## Records contained in a dataset

--- START ---

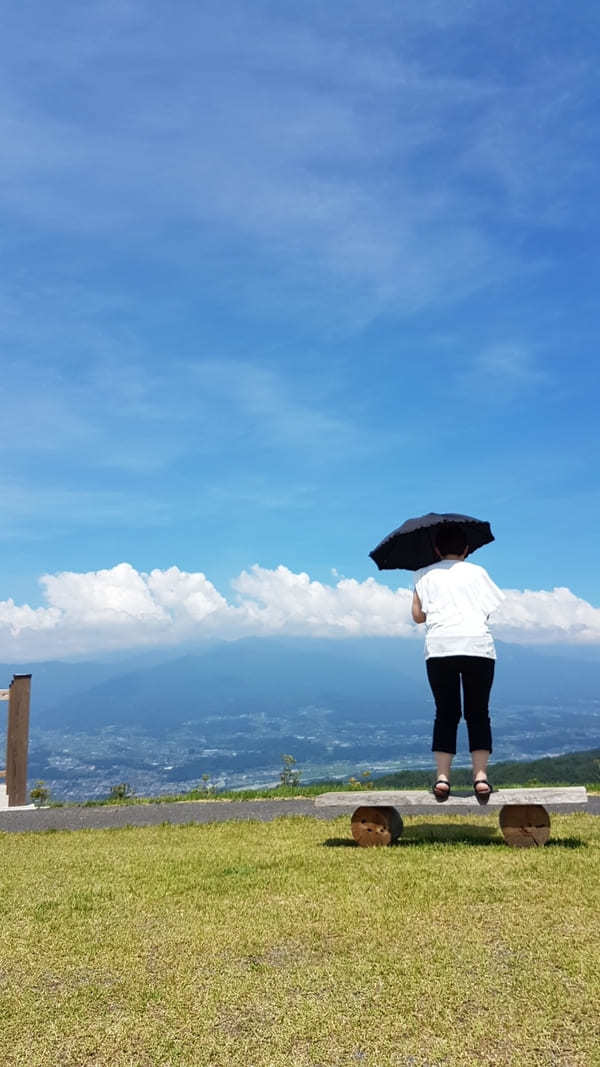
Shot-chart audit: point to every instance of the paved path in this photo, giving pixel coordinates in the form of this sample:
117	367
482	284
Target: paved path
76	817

--- END ---

## PROMPT
Could the entries be output exactly as written, but without their images?

## TASK SOLUTION
Shot-chart audit: point to every instance of the paved path in this photo, giving pixel coordinates in the form of this sample:
117	367
482	284
Target: paved path
76	817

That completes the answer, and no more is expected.